▶ **REQUIRED ACTION 1**
Answer these from the passage on China's stimulus:
(a) What growth rate did China reach in 2009?
(b) According to the critics, in which markets did the stimulus create bubbles in the short run?
(c) What might the state have to do again for the banks?
▶ **REQUIRED ACTION 2**
Write out the passage on China's stimulus word for word, from "First, in the" up to and including "government’s fiscal position.".
===== SOURCE DOCUMENT =====
Shortcomings of the Stimulus?
China’s growth in 2009 was impressive compared with the absolute downturns in economic output in the United States, Europe, Japan, and many other developed economies and was the fastest growth of any emerging market. But 2009 was the second consecutive year of slowing Chinese growth and 8.7 percent was the slowest pace of expansion recorded since 2001. Moreover, critics, both in China and abroad, argue that growth recovery in 2009 was unsustainable since it relied on a burst of investment financed largely by an unprecedented increase in bank lending.11 According to the critics, the massive stimulus program would have several adverse consequences.

First, in the short run it created bubbles in the property and equity markets as funds lent for investment leaked into these markets. Second, in the medium term the massive investment program financed with the expanded supply of credit would inevitably lead to excess industrial capacity and thus, with a slight lag, would put downward pressure on prices and firm profits.12 That, in turn, would impair the ability of firms to amortize their bank debt and thus likely lead to a large increase in nonperforming loans. Potentially this would require the state to recapitalize the banks once again, with adverse consequences for the government’s fiscal position.
===== DATA FOR ANALYSIS =====
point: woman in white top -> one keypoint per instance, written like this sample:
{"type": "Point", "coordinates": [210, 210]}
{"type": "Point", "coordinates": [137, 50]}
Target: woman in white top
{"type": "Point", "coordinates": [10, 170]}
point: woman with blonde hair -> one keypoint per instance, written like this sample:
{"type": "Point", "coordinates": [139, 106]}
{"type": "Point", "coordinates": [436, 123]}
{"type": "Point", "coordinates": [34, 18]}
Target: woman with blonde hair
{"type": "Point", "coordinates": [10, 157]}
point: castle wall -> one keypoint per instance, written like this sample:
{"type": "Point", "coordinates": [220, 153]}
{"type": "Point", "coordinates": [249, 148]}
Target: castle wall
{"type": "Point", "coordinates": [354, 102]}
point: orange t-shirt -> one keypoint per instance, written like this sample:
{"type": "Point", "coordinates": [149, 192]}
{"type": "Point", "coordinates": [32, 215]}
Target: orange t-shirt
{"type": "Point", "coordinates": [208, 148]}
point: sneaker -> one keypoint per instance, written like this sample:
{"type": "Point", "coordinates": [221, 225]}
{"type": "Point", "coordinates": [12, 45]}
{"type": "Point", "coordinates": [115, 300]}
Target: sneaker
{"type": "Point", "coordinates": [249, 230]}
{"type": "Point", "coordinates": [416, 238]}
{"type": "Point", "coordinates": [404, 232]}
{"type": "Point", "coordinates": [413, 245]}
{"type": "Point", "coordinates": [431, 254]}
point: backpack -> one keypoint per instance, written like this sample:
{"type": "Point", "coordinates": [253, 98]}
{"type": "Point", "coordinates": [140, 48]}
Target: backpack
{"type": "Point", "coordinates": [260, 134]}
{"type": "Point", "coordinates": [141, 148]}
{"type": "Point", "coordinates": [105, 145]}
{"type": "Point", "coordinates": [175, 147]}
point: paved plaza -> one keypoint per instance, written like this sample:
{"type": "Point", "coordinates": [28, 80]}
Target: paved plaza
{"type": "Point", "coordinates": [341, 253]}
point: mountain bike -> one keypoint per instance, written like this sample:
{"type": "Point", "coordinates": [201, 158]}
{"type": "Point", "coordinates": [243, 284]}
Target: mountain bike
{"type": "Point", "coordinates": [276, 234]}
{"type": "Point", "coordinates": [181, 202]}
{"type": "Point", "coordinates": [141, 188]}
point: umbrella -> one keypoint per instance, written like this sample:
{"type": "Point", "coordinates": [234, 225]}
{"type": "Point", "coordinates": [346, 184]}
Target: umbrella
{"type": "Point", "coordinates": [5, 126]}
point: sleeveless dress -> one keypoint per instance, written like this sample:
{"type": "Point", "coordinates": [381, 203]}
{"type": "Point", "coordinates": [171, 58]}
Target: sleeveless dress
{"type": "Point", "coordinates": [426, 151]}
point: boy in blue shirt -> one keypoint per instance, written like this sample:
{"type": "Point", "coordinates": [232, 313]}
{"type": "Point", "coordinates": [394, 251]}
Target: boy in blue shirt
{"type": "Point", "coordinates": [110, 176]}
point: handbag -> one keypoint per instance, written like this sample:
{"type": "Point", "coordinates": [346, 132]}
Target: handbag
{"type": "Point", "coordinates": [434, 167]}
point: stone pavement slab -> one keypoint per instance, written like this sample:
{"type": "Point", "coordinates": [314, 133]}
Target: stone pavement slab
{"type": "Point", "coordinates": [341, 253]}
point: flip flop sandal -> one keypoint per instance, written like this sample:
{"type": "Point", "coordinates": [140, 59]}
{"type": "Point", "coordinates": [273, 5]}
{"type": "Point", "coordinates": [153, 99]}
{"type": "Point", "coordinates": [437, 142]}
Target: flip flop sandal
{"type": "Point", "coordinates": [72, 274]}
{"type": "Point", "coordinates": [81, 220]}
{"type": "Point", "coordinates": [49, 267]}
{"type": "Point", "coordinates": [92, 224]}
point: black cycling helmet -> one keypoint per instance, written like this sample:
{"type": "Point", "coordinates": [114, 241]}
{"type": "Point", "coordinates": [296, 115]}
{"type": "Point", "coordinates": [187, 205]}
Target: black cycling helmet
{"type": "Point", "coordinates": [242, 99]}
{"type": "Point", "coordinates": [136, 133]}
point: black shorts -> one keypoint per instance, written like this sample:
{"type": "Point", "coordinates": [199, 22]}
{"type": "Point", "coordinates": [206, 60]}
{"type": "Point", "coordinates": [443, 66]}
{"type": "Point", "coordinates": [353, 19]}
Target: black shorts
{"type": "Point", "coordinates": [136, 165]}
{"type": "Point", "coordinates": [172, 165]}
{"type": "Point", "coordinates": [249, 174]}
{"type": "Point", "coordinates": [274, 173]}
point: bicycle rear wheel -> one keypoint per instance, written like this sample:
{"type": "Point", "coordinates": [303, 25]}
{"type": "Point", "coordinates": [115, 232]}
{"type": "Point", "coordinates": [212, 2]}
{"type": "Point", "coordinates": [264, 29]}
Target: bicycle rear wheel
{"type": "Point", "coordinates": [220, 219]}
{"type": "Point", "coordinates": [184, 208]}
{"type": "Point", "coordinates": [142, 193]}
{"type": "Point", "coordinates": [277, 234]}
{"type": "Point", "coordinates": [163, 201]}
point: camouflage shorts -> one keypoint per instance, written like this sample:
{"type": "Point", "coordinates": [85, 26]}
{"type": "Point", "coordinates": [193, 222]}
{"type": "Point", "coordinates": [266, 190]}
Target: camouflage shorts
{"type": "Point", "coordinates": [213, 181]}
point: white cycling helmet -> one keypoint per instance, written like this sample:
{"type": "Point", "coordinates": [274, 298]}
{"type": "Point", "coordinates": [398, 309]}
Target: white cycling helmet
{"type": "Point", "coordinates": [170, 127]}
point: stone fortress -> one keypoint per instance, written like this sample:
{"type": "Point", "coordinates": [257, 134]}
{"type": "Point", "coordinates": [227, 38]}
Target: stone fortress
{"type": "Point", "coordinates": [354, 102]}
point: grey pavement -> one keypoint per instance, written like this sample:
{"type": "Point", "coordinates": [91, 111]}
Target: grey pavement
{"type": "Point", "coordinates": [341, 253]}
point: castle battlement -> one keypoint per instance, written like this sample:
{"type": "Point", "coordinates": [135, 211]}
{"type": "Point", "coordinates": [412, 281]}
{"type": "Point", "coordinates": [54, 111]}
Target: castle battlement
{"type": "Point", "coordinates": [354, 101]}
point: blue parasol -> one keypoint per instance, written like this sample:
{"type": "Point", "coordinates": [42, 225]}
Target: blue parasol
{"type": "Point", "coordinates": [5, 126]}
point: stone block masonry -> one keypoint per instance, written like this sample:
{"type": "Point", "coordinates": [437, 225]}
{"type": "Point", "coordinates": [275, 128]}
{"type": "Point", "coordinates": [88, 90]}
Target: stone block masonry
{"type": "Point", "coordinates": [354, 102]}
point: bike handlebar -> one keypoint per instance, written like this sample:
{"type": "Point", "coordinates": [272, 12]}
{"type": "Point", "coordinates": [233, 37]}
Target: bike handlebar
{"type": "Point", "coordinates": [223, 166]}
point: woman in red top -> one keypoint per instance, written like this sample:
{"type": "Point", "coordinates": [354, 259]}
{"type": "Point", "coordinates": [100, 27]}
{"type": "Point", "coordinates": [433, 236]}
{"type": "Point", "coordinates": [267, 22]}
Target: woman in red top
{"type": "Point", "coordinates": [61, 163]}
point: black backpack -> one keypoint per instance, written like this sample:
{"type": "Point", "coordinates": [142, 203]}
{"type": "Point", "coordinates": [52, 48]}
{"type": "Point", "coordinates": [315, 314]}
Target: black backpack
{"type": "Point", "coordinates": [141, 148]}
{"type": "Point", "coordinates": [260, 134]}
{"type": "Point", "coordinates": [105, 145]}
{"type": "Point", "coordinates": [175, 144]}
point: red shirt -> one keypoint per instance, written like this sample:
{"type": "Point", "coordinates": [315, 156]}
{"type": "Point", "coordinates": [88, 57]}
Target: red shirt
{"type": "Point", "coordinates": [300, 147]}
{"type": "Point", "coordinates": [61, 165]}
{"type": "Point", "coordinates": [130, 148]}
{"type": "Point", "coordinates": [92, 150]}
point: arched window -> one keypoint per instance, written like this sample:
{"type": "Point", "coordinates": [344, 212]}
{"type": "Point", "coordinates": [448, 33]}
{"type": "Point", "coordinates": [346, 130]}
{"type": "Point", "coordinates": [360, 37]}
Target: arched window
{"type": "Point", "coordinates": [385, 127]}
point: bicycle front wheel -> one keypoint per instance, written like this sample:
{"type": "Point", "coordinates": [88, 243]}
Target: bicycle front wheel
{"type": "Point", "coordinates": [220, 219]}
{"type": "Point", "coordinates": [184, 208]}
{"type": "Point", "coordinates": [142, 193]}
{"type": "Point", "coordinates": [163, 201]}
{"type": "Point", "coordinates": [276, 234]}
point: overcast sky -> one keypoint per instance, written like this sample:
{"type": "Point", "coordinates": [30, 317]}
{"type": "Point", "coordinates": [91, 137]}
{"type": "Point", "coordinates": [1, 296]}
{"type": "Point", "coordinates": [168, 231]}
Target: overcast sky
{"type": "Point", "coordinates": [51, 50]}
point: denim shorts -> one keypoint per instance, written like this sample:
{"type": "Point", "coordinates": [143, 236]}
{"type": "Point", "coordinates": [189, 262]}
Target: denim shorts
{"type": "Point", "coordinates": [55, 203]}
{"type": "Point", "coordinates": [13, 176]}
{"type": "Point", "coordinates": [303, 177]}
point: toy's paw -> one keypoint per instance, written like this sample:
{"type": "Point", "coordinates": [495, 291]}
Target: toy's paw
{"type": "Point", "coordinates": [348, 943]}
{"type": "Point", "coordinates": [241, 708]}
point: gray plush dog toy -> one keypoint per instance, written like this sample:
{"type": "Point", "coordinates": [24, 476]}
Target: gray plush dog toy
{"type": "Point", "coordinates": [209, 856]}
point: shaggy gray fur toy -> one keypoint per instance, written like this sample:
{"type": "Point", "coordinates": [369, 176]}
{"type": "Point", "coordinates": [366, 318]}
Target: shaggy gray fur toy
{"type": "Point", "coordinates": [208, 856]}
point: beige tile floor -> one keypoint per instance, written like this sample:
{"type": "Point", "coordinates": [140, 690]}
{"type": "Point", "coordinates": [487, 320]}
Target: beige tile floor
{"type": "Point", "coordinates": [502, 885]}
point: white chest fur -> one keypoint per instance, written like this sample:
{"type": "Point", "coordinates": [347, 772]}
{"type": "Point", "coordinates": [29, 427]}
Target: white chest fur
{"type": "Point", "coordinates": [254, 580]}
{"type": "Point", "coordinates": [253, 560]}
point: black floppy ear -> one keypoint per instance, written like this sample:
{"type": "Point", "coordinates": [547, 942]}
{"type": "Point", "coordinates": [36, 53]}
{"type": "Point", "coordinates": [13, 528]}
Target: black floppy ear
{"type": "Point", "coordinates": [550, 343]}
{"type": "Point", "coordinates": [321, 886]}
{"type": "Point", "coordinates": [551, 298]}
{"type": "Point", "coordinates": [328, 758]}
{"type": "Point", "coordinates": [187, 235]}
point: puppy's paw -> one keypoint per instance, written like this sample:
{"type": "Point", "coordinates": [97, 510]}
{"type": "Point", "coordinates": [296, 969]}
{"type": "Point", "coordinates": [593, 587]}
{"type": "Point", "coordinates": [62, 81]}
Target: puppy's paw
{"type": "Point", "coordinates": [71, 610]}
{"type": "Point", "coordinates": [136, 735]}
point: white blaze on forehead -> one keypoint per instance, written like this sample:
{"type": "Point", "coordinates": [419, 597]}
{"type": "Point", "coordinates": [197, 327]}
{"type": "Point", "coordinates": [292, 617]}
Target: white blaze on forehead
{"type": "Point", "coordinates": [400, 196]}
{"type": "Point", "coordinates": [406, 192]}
=====
▶ **EXERCISE ANSWER 1**
(a) 8.7 percent
(b) The property and equity markets
(c) Recapitalize them

▶ **EXERCISE ANSWER 2**
First, in the short run it created bubbles in the property and equity markets as funds lent for investment leaked into these markets. Second, in the medium term the massive investment program financed with the expanded supply of credit would inevitably lead to excess industrial capacity and thus, with a slight lag, would put downward pressure on prices and firm profits.12 That, in turn, would impair the ability of firms to amortize their bank debt and thus likely lead to a large increase in nonperforming loans. Potentially this would require the state to recapitalize the banks once again, with adverse consequences for the government’s fiscal position.